→ **Assignment**: Give the number of lines in the records below that contain the word "oven", and nothing more.

→ **Records shown**:
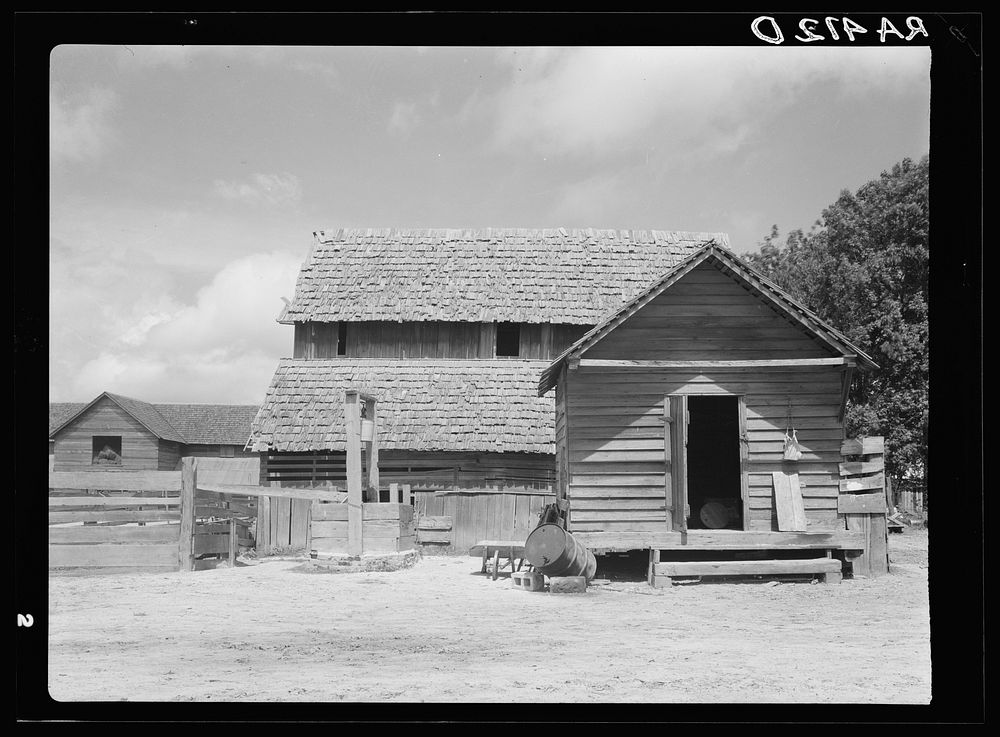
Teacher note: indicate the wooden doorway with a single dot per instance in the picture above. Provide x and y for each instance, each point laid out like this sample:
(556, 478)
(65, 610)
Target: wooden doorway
(706, 462)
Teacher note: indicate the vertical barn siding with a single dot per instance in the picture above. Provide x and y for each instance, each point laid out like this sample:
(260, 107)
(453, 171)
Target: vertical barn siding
(170, 456)
(444, 470)
(74, 443)
(429, 340)
(615, 417)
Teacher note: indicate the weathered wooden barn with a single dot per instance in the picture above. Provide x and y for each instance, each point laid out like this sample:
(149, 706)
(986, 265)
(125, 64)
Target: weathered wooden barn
(671, 415)
(118, 432)
(450, 330)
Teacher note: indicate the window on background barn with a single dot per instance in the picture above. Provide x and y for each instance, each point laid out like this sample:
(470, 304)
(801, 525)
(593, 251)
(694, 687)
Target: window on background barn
(508, 339)
(342, 339)
(106, 450)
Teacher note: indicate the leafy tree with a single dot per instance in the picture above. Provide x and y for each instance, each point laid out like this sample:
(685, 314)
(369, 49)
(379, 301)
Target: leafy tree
(863, 267)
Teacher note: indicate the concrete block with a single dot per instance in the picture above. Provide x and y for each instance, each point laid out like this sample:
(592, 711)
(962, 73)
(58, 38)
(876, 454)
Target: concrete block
(527, 580)
(568, 585)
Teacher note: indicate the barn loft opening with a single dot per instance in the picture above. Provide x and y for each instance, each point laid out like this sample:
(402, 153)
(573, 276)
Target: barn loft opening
(106, 450)
(508, 339)
(342, 339)
(713, 454)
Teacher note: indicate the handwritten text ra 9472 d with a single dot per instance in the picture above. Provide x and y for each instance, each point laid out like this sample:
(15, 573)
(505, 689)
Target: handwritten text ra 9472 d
(767, 29)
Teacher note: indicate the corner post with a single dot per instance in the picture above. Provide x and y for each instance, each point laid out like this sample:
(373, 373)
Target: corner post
(352, 413)
(185, 543)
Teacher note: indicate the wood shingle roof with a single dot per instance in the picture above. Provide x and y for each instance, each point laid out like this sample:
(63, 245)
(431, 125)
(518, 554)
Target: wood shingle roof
(474, 405)
(190, 424)
(486, 275)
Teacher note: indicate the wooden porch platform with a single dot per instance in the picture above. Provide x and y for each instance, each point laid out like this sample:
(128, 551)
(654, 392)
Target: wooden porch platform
(600, 542)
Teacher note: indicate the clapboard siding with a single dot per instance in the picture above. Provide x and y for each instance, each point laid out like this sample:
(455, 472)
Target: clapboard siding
(430, 339)
(703, 315)
(613, 417)
(624, 452)
(74, 444)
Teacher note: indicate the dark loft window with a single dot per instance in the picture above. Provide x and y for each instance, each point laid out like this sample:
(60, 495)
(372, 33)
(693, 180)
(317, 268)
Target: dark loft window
(342, 339)
(107, 450)
(508, 339)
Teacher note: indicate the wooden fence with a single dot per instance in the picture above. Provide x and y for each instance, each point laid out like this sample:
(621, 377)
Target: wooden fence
(863, 503)
(142, 521)
(454, 520)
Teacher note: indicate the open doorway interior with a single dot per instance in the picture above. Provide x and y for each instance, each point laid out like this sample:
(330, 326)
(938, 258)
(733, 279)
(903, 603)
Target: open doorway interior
(713, 463)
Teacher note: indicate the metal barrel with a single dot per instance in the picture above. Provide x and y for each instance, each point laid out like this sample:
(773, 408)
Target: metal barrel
(555, 552)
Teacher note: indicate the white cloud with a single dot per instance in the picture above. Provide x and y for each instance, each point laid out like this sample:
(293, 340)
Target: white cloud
(223, 347)
(597, 100)
(263, 189)
(404, 118)
(80, 130)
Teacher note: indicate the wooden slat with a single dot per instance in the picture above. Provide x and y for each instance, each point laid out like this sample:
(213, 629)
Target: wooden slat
(855, 468)
(746, 567)
(433, 536)
(124, 555)
(861, 503)
(720, 540)
(97, 534)
(272, 491)
(434, 523)
(707, 364)
(863, 446)
(136, 480)
(56, 503)
(619, 504)
(210, 544)
(860, 484)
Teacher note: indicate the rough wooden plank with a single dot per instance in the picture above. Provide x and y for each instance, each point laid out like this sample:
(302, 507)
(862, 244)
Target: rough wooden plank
(860, 484)
(721, 540)
(262, 530)
(434, 523)
(863, 446)
(753, 363)
(386, 511)
(133, 480)
(861, 503)
(124, 555)
(299, 522)
(434, 536)
(210, 544)
(113, 501)
(352, 414)
(272, 491)
(189, 483)
(98, 534)
(746, 567)
(857, 468)
(785, 504)
(135, 515)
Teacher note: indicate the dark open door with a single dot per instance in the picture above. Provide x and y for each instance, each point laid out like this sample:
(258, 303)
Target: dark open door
(675, 415)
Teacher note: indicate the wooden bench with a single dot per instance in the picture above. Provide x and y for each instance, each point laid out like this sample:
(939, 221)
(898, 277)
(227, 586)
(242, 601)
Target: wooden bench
(829, 569)
(493, 550)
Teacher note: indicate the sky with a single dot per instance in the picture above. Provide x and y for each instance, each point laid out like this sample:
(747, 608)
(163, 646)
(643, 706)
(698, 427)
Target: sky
(186, 181)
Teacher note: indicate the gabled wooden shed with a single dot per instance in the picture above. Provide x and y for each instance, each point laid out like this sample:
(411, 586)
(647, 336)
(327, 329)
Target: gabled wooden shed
(671, 414)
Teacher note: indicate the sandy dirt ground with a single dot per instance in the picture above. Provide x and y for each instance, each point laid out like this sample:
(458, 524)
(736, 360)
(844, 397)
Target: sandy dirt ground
(440, 631)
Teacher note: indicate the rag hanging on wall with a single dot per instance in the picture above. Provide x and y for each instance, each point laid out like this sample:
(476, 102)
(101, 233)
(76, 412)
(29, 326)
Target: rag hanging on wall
(793, 451)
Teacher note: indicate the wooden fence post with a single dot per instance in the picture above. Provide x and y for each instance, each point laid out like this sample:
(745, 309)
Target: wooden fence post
(372, 451)
(352, 413)
(185, 544)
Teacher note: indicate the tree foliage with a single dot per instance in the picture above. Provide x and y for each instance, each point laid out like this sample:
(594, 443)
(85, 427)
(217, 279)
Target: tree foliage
(864, 269)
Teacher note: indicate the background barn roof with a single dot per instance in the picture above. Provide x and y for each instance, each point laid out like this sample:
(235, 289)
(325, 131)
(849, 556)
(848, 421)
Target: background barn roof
(427, 405)
(207, 424)
(488, 275)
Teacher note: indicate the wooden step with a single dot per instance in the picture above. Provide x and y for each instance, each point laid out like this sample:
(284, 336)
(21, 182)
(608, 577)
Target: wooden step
(828, 568)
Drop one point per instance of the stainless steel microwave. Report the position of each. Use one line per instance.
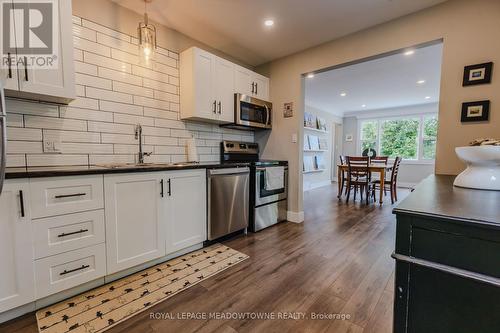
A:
(252, 112)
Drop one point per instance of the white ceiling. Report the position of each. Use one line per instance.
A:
(387, 82)
(236, 26)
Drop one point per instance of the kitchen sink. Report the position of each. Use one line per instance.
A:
(134, 165)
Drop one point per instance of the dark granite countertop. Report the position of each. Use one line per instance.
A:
(57, 171)
(437, 197)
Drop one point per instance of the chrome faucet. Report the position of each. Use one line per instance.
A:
(138, 136)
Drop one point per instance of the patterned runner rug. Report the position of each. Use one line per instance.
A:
(99, 309)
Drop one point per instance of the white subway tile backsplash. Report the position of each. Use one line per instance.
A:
(56, 160)
(104, 30)
(86, 114)
(16, 160)
(55, 123)
(92, 81)
(122, 118)
(115, 92)
(132, 89)
(101, 61)
(83, 32)
(89, 46)
(24, 147)
(86, 103)
(121, 108)
(24, 134)
(108, 95)
(118, 75)
(71, 136)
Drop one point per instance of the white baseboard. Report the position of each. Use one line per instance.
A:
(295, 217)
(312, 186)
(406, 185)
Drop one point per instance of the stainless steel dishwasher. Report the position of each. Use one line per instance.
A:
(228, 201)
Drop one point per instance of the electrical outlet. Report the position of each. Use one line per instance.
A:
(51, 146)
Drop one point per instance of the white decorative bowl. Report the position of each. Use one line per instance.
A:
(483, 167)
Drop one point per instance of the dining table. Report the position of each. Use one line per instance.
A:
(381, 169)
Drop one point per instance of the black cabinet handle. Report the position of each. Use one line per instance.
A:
(81, 231)
(70, 195)
(21, 201)
(74, 270)
(26, 68)
(9, 61)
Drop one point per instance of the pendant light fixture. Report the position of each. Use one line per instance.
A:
(147, 36)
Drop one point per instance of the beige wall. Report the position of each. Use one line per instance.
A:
(469, 30)
(119, 18)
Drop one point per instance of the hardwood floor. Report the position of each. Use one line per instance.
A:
(336, 262)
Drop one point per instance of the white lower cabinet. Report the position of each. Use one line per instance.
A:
(135, 205)
(69, 269)
(187, 220)
(17, 284)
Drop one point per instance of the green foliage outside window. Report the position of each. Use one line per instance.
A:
(399, 138)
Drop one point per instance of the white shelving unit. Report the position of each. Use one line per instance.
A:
(315, 130)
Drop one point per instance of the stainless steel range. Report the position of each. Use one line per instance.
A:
(268, 183)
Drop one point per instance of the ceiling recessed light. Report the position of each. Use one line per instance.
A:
(269, 23)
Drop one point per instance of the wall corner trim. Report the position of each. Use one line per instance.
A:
(295, 217)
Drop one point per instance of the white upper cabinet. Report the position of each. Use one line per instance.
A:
(17, 281)
(250, 83)
(135, 206)
(208, 84)
(224, 85)
(187, 212)
(28, 81)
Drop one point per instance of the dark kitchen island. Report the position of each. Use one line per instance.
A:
(447, 259)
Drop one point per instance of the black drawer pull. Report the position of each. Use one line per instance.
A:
(81, 231)
(74, 270)
(70, 195)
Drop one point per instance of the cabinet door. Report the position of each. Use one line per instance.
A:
(59, 82)
(224, 89)
(135, 219)
(261, 87)
(17, 282)
(187, 214)
(205, 102)
(9, 73)
(242, 80)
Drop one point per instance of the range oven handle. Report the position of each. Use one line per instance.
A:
(268, 115)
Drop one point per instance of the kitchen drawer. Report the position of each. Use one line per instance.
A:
(469, 250)
(54, 235)
(65, 195)
(69, 269)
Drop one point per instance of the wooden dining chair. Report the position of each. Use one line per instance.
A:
(343, 176)
(390, 184)
(358, 177)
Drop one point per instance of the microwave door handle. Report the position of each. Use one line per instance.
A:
(268, 115)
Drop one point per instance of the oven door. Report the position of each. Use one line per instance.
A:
(263, 196)
(252, 112)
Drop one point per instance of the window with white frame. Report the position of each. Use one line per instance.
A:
(410, 137)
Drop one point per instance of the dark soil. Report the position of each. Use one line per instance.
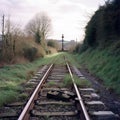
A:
(111, 100)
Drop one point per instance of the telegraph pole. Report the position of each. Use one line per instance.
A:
(62, 42)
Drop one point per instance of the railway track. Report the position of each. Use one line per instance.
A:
(51, 100)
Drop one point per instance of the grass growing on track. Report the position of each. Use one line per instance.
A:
(78, 81)
(12, 76)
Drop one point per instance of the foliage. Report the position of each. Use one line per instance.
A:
(30, 53)
(39, 27)
(104, 26)
(104, 65)
(13, 76)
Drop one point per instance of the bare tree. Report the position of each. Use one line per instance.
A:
(39, 27)
(12, 34)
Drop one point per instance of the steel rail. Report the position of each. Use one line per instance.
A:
(78, 94)
(32, 98)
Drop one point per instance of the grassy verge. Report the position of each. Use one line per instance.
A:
(104, 65)
(12, 76)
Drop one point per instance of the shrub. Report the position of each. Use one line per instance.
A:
(30, 53)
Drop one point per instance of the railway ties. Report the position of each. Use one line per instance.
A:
(50, 99)
(53, 102)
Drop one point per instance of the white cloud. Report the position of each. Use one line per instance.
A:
(68, 16)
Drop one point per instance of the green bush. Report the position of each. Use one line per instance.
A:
(30, 53)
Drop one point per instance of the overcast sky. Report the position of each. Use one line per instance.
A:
(69, 17)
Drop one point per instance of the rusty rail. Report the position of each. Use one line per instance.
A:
(78, 95)
(25, 113)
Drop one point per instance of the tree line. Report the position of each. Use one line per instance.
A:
(29, 43)
(103, 29)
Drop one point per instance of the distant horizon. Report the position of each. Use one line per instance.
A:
(69, 17)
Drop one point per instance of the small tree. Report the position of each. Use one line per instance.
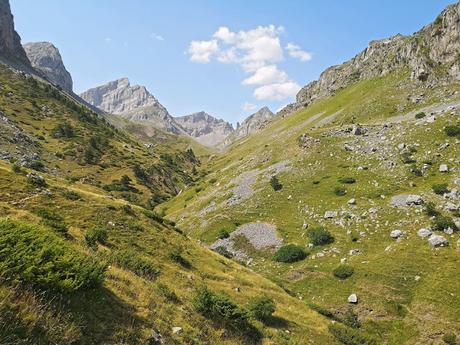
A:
(275, 183)
(261, 308)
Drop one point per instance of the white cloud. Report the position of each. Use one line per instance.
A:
(156, 37)
(266, 75)
(201, 51)
(257, 52)
(296, 52)
(277, 91)
(248, 106)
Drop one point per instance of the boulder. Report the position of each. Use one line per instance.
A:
(437, 241)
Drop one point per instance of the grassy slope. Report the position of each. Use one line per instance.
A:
(127, 307)
(393, 305)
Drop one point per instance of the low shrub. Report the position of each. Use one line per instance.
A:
(440, 188)
(343, 272)
(275, 183)
(261, 308)
(30, 255)
(132, 261)
(349, 336)
(290, 253)
(441, 223)
(319, 236)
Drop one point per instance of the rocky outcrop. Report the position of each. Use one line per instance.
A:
(11, 51)
(204, 128)
(46, 58)
(432, 55)
(134, 103)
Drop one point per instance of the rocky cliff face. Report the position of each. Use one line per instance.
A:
(432, 55)
(46, 58)
(134, 103)
(11, 50)
(204, 128)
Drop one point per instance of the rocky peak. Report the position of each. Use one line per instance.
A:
(11, 50)
(431, 55)
(46, 58)
(205, 128)
(134, 103)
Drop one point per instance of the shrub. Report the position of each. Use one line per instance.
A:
(30, 255)
(166, 292)
(290, 253)
(452, 131)
(347, 180)
(223, 234)
(320, 236)
(343, 271)
(440, 188)
(350, 336)
(261, 308)
(71, 195)
(339, 191)
(444, 222)
(95, 236)
(275, 183)
(450, 338)
(430, 209)
(132, 261)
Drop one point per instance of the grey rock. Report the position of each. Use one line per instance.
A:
(206, 129)
(46, 58)
(437, 241)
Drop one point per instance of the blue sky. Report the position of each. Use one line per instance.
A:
(246, 54)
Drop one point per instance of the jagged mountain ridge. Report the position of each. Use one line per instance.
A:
(45, 57)
(436, 44)
(204, 128)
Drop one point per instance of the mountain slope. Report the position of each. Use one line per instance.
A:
(204, 128)
(134, 103)
(45, 57)
(359, 182)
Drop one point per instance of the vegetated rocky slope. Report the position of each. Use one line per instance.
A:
(45, 57)
(376, 163)
(431, 54)
(204, 128)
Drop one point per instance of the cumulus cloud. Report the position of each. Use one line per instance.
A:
(296, 52)
(257, 52)
(277, 91)
(248, 106)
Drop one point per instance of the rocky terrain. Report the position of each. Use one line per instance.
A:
(423, 53)
(45, 57)
(132, 102)
(205, 129)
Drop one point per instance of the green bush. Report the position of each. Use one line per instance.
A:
(347, 180)
(96, 235)
(441, 223)
(319, 236)
(440, 188)
(452, 131)
(30, 255)
(261, 308)
(430, 209)
(339, 191)
(343, 271)
(275, 183)
(349, 336)
(223, 234)
(132, 261)
(450, 338)
(290, 253)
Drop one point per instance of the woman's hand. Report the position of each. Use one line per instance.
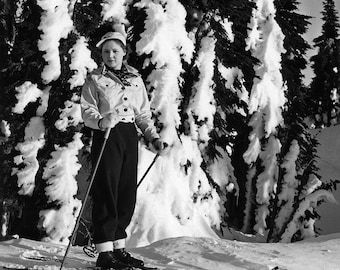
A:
(109, 121)
(159, 146)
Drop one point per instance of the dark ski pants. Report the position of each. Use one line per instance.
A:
(115, 184)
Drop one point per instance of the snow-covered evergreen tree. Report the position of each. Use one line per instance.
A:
(325, 86)
(219, 98)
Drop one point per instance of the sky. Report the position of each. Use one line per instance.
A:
(313, 8)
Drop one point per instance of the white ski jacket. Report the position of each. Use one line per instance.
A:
(104, 93)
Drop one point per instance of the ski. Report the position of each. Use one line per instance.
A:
(146, 268)
(41, 258)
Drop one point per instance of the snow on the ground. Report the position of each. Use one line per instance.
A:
(328, 162)
(186, 253)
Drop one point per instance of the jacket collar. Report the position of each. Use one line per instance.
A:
(104, 71)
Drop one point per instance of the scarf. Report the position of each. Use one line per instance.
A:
(122, 74)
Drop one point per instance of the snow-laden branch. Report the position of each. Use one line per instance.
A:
(202, 103)
(308, 203)
(70, 115)
(27, 161)
(81, 62)
(26, 93)
(56, 23)
(265, 40)
(60, 173)
(289, 185)
(166, 41)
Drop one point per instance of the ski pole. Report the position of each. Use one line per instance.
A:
(106, 136)
(148, 169)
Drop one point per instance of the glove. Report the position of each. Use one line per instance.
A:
(109, 121)
(159, 146)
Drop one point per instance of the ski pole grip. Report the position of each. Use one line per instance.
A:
(107, 133)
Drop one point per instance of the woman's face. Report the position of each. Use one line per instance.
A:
(113, 54)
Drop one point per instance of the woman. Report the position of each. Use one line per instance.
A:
(114, 97)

→ **Result for this exercise**: 2